» DIRECTION: Render every line of the data below as a JSON list of strings, one string per line, omitting any blank lines.

» PROVIDED MATERIAL:
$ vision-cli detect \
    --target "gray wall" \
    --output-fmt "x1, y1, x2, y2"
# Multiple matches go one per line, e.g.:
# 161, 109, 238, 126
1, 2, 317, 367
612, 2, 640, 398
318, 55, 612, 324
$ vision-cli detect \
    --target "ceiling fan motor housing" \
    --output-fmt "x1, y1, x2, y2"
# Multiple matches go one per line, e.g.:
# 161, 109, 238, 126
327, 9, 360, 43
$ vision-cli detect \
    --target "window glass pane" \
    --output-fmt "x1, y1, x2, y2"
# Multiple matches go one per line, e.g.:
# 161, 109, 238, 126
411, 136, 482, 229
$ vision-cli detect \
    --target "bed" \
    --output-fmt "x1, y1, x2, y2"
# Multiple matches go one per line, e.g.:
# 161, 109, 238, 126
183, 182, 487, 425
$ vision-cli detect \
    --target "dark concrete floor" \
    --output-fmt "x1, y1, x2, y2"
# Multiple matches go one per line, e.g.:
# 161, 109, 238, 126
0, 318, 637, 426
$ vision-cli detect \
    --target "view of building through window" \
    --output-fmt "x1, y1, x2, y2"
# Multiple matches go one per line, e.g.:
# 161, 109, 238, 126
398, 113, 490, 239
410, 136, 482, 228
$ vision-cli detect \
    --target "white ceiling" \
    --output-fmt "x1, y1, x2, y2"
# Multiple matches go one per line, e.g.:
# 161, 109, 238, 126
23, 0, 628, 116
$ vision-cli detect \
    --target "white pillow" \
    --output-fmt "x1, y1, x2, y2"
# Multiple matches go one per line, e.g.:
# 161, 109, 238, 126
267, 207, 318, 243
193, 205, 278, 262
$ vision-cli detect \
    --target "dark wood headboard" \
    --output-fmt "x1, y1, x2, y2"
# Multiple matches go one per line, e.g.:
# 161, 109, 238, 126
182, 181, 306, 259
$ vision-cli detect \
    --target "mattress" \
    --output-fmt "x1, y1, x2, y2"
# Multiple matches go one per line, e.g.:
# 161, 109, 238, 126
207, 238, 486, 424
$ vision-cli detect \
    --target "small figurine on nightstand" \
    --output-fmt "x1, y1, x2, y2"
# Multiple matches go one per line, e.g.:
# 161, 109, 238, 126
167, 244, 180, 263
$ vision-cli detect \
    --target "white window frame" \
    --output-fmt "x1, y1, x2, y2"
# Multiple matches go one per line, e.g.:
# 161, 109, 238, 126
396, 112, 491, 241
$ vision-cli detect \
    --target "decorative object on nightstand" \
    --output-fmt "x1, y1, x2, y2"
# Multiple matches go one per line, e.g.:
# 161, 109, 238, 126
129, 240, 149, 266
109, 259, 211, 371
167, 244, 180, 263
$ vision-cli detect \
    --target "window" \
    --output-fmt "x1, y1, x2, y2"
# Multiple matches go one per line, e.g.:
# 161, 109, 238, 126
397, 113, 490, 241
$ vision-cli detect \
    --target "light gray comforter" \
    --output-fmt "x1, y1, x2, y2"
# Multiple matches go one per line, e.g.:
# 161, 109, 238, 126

» OUTPUT OF THE EXERCISE:
[
  "$ vision-cli detect \\",
  "    --target \"gray wall\" \\",
  "    --output-fmt \"x1, y1, x2, y2\"",
  "# Multiple matches go one per line, e.g.:",
  "# 161, 109, 238, 126",
  "1, 2, 317, 367",
  "612, 2, 640, 398",
  "318, 55, 612, 324",
  "$ vision-cli detect \\",
  "    --target \"ceiling fan motor housing\" \\",
  "    --output-fmt \"x1, y1, x2, y2\"",
  "# Multiple matches go one per line, e.g.:",
  "# 161, 109, 238, 126",
  "327, 9, 360, 43",
  "$ vision-cli detect \\",
  "    --target \"window glass pane\" \\",
  "    --output-fmt \"x1, y1, x2, y2\"",
  "# Multiple matches go one per line, e.g.:",
  "# 161, 109, 238, 126",
  "411, 136, 482, 229",
  "$ vision-cli detect \\",
  "    --target \"bed\" \\",
  "    --output-fmt \"x1, y1, x2, y2\"",
  "# Multiple matches go one per line, e.g.:",
  "# 161, 109, 238, 126",
  "183, 182, 487, 425",
  "$ vision-cli detect \\",
  "    --target \"dark concrete floor\" \\",
  "    --output-fmt \"x1, y1, x2, y2\"",
  "# Multiple matches go one per line, e.g.:",
  "# 161, 109, 238, 126",
  "0, 318, 637, 426",
  "$ vision-cli detect \\",
  "    --target \"view of building through window\" \\",
  "    --output-fmt \"x1, y1, x2, y2\"",
  "# Multiple matches go one per line, e.g.:",
  "# 161, 109, 238, 126",
  "398, 113, 490, 239",
  "410, 136, 482, 228",
  "$ vision-cli detect \\",
  "    --target \"white ceiling\" \\",
  "    --output-fmt \"x1, y1, x2, y2\"",
  "# Multiple matches go one per line, e.g.:",
  "# 161, 109, 238, 126",
  "23, 0, 628, 116",
  "$ vision-cli detect \\",
  "    --target \"white pillow\" \\",
  "    --output-fmt \"x1, y1, x2, y2\"",
  "# Multiple matches go one per line, e.g.:",
  "# 161, 109, 238, 126",
  "267, 207, 318, 243",
  "193, 205, 278, 262",
  "$ vision-cli detect \\",
  "    --target \"dark wood headboard\" \\",
  "    --output-fmt \"x1, y1, x2, y2\"",
  "# Multiple matches go one per line, e.g.:",
  "# 161, 109, 238, 126",
  "182, 181, 306, 259",
  "$ vision-cli detect \\",
  "    --target \"mattress\" \\",
  "    --output-fmt \"x1, y1, x2, y2\"",
  "# Multiple matches go one per line, e.g.:",
  "# 161, 109, 238, 126",
  "207, 238, 486, 424",
  "$ vision-cli detect \\",
  "    --target \"small figurine on nightstand\" \\",
  "    --output-fmt \"x1, y1, x2, y2\"",
  "# Multiple matches go one per line, e.g.:",
  "# 161, 109, 238, 126",
  "167, 244, 180, 263",
  "$ vision-cli detect \\",
  "    --target \"white window frame\" \\",
  "    --output-fmt \"x1, y1, x2, y2\"",
  "# Multiple matches go one per line, e.g.:",
  "# 161, 109, 238, 126",
  "396, 112, 491, 241",
  "$ vision-cli detect \\",
  "    --target \"decorative object on nightstand\" \\",
  "    --output-fmt \"x1, y1, x2, y2\"",
  "# Multiple matches go one per line, e.g.:",
  "# 161, 109, 238, 126",
  "129, 240, 149, 266",
  "109, 259, 211, 371",
  "167, 244, 180, 263",
  "$ vision-cli detect \\",
  "    --target \"window\" \\",
  "    --output-fmt \"x1, y1, x2, y2\"",
  "# Multiple matches go one per line, e.g.:",
  "# 161, 109, 238, 126",
  "397, 113, 490, 241",
  "$ vision-cli detect \\",
  "    --target \"light gray comforter\" \\",
  "    --output-fmt \"x1, y1, x2, y2\"",
  "# Multiple matches go one per line, e.g.:",
  "# 161, 109, 238, 126"
]